The task:
Copy every line in the stretch from the line containing "Where can the white wall" through the line containing "<point>540,309</point>", both included. Shift each answer coordinate in that stretch by -39, and leave all other lines and numbers unchanged.

==================================================

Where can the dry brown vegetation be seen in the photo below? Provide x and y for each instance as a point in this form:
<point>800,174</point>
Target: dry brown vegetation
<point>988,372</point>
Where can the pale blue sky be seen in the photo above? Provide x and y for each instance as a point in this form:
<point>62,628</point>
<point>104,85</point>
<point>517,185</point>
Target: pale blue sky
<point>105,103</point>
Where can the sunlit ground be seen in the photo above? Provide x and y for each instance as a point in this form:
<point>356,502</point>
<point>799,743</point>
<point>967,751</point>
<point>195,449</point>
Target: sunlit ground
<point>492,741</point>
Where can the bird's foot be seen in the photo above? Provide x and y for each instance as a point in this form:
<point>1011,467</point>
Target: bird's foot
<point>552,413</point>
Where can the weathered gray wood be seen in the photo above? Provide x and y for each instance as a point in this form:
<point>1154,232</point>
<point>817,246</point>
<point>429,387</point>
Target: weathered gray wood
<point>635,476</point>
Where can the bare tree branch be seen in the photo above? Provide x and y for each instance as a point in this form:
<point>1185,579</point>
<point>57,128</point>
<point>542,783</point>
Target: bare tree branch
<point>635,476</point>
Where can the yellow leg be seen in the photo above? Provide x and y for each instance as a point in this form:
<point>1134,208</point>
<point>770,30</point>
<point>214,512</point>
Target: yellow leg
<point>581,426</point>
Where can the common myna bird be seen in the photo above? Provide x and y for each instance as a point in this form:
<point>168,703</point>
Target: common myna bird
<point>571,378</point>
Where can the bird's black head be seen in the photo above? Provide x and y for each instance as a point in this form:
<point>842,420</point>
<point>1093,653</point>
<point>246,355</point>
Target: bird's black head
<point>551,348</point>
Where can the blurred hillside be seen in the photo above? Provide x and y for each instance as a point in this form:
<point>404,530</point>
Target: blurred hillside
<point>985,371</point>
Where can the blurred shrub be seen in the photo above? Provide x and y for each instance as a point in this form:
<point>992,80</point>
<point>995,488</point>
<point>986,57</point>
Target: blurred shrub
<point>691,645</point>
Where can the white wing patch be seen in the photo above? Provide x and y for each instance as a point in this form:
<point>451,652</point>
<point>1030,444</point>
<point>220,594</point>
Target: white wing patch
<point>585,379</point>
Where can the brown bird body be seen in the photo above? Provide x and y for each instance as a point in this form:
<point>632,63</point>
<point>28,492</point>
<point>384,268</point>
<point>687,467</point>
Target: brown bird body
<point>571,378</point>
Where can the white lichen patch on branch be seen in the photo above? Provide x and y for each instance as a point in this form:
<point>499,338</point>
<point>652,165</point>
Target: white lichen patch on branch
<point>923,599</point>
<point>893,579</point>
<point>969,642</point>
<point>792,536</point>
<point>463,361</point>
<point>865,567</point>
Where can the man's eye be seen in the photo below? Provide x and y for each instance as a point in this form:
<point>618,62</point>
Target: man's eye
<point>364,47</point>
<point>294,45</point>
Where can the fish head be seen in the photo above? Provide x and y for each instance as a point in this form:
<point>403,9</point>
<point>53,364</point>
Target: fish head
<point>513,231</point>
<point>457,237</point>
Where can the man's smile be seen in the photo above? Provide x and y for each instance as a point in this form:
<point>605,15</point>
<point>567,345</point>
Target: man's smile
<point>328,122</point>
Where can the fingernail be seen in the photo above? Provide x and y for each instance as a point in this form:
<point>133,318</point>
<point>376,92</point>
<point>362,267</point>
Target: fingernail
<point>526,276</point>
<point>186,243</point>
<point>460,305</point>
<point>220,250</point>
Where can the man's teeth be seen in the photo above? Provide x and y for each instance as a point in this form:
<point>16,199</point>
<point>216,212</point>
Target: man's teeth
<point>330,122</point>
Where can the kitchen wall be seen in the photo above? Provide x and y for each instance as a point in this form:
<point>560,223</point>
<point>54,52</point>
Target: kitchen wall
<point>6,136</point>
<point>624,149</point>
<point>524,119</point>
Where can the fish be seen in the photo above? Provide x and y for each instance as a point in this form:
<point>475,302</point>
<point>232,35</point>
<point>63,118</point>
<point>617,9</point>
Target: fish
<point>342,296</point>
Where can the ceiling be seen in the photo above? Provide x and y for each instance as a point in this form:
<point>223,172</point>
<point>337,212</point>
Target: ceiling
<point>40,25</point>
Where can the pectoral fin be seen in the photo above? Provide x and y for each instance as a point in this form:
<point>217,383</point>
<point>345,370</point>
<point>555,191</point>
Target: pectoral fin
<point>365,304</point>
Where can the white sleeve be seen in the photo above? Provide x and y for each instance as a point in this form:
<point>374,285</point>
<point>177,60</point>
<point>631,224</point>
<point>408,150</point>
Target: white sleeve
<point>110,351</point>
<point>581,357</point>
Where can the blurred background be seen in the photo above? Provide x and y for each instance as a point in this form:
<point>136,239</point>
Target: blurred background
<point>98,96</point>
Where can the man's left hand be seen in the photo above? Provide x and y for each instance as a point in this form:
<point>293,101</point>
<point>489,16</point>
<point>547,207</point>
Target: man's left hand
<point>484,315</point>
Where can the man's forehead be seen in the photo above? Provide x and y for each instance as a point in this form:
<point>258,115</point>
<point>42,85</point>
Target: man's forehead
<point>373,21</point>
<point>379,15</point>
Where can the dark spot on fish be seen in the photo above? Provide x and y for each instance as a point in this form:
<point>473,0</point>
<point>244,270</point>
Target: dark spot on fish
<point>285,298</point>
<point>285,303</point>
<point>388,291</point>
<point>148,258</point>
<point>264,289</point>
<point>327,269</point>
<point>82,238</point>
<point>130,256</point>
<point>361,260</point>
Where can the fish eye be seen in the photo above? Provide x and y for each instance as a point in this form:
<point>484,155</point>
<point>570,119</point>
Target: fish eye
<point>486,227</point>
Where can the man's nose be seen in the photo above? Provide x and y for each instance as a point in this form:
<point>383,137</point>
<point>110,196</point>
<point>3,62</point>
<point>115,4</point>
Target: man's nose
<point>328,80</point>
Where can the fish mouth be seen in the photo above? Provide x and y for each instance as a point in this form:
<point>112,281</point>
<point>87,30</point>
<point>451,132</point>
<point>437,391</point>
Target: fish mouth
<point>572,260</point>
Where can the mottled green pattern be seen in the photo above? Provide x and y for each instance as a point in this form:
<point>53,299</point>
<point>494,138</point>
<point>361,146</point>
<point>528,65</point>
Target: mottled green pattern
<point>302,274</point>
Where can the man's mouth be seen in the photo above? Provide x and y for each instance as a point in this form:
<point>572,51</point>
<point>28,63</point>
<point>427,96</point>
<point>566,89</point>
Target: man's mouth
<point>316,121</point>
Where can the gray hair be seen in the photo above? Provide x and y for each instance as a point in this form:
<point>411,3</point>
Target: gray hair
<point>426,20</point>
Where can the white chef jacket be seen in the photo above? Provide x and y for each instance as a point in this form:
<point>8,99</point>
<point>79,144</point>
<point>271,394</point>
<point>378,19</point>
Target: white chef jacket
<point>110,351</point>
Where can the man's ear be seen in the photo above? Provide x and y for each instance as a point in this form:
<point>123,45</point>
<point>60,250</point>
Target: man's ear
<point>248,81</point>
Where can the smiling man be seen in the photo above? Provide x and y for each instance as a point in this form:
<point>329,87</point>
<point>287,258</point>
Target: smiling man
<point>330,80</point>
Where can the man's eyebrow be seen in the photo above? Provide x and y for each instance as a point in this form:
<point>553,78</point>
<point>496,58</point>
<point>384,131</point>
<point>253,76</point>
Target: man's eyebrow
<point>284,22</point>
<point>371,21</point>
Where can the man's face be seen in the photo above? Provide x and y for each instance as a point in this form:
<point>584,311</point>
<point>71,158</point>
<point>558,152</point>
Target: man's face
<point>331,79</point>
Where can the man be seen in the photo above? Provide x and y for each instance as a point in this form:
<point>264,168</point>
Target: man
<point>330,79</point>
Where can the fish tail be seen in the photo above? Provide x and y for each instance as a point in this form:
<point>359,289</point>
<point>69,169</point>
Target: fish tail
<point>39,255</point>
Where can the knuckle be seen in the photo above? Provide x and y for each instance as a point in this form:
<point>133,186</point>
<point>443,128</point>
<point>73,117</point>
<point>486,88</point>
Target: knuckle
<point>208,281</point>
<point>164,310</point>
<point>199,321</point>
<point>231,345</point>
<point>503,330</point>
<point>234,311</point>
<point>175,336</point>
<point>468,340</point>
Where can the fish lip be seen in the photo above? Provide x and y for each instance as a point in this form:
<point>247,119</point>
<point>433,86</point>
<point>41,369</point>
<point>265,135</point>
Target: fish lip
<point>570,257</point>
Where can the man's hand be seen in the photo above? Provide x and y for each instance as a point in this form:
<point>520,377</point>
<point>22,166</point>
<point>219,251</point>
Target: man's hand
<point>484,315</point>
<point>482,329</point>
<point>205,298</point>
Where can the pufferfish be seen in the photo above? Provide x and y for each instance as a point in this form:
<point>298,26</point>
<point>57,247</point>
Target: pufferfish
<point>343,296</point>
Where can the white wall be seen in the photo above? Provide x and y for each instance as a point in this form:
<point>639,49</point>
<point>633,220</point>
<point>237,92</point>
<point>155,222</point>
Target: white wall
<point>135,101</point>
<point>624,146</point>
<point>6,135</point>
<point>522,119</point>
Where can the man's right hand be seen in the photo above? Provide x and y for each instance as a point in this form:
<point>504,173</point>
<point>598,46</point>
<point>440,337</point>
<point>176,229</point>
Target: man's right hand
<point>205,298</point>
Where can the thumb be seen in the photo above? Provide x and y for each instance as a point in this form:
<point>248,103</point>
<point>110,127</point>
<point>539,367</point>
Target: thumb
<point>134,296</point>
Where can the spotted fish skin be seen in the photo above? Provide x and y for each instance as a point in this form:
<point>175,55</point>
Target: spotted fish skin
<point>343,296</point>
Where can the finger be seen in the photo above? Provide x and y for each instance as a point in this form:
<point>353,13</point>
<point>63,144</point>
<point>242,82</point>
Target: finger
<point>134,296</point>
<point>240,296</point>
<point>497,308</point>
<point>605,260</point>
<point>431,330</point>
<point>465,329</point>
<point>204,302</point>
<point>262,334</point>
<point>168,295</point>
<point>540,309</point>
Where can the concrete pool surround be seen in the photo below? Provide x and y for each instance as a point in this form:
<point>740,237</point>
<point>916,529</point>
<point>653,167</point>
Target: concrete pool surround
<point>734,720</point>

==================================================

Correct response:
Where can the white wall be seen in the photo above? Provide x and y for each instance as a point in this form:
<point>639,49</point>
<point>633,220</point>
<point>237,92</point>
<point>155,222</point>
Target: white wall
<point>96,62</point>
<point>585,107</point>
<point>-33,96</point>
<point>483,80</point>
Where can the man's right hand be seen in the photo above? Provide x and y for each instance as a point in this form:
<point>504,173</point>
<point>598,46</point>
<point>440,337</point>
<point>176,229</point>
Target: man's right hand
<point>166,259</point>
Where can the thumb be seen in the photo above? Provide x and y for each instance as a point in this form:
<point>248,103</point>
<point>110,127</point>
<point>539,367</point>
Target: thumb
<point>95,257</point>
Where can the spotted fish skin be seen in the photo above? Provide x and y for each instance as a point in this form:
<point>175,55</point>
Target: spotted fish skin
<point>304,257</point>
Where can the finger be seen in the photo above? Provide x and y for each instance as a point in this form:
<point>353,13</point>
<point>63,144</point>
<point>242,82</point>
Target: finger
<point>95,257</point>
<point>201,257</point>
<point>458,269</point>
<point>566,221</point>
<point>392,291</point>
<point>426,290</point>
<point>165,263</point>
<point>223,295</point>
<point>129,256</point>
<point>501,270</point>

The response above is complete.